Edit the material below by replacing "valued" with "appreciated" everywhere it occurs, keeping everything else unchanged, and omit the pictures from your answer.

******

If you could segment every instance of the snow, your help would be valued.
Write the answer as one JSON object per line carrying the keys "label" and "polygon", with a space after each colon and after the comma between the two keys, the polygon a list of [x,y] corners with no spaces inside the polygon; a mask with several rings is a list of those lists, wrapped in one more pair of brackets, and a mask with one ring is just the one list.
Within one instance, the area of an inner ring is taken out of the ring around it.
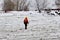
{"label": "snow", "polygon": [[[31,14],[30,14],[31,13]],[[28,17],[28,29],[24,29],[24,17]],[[0,40],[59,40],[60,16],[37,11],[11,11],[0,14]]]}
{"label": "snow", "polygon": [[[16,4],[15,1],[14,1],[14,3]],[[40,9],[41,8],[43,8],[43,9],[44,8],[47,8],[47,9],[56,9],[57,6],[55,4],[55,1],[56,0],[46,0],[45,3],[44,3],[44,0],[38,0],[38,2],[36,2],[36,0],[26,0],[25,5],[28,5],[28,8],[29,8],[30,11],[38,10],[37,3],[39,4],[39,8]],[[3,10],[3,5],[4,5],[4,0],[0,0],[0,10]],[[43,7],[43,6],[45,6],[45,7]]]}

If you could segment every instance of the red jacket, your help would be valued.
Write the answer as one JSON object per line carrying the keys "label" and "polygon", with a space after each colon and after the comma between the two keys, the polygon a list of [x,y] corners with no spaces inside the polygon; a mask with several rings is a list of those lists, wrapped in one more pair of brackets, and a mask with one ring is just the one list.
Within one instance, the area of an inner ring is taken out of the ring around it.
{"label": "red jacket", "polygon": [[28,18],[27,17],[24,19],[24,24],[28,24]]}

******

__RESPONSE__
If you could segment every instance of the snow, your help would be appreciated.
Write the answer as one JSON object per line carrying the keys "label" and "polygon", with a space after each colon and after the comma between the two keys, the polygon a list of [x,y] corners with no spaces inside the polygon; a mask with several rings is a list of those lists, wrapped in one more pair of brackets, and a mask with one ring is just the one list.
Within one instance, the area of an inner ring is taken out of the ring around it.
{"label": "snow", "polygon": [[[31,14],[30,14],[31,13]],[[28,17],[28,29],[24,29],[24,17]],[[0,40],[59,40],[60,16],[37,11],[11,11],[0,14]]]}
{"label": "snow", "polygon": [[[16,4],[15,1],[14,1],[14,3]],[[40,9],[41,8],[43,8],[43,9],[44,8],[47,8],[47,9],[56,9],[57,6],[55,4],[55,1],[56,0],[46,0],[45,3],[44,3],[44,0],[38,0],[38,2],[36,2],[36,0],[26,0],[25,5],[28,5],[28,8],[29,8],[30,11],[38,10],[37,3],[39,4],[39,8]],[[3,10],[3,5],[4,5],[4,0],[0,0],[0,10]],[[43,7],[43,6],[45,6],[45,7]]]}

If you could segment every instance of the red jacket, your help would be appreciated.
Write the answer as one JSON object per line carrying the keys "label" and "polygon", with a space after each colon and after the comma between the two keys, the polygon a list of [x,y] corners with no spaces inside the polygon; a mask with several rings is a list of those lists, wrapped in one more pair of brackets, and a mask with one ring is just the one list.
Within one instance, the area of an inner ring is taken out of the ring around it.
{"label": "red jacket", "polygon": [[28,18],[27,17],[24,19],[24,24],[28,24]]}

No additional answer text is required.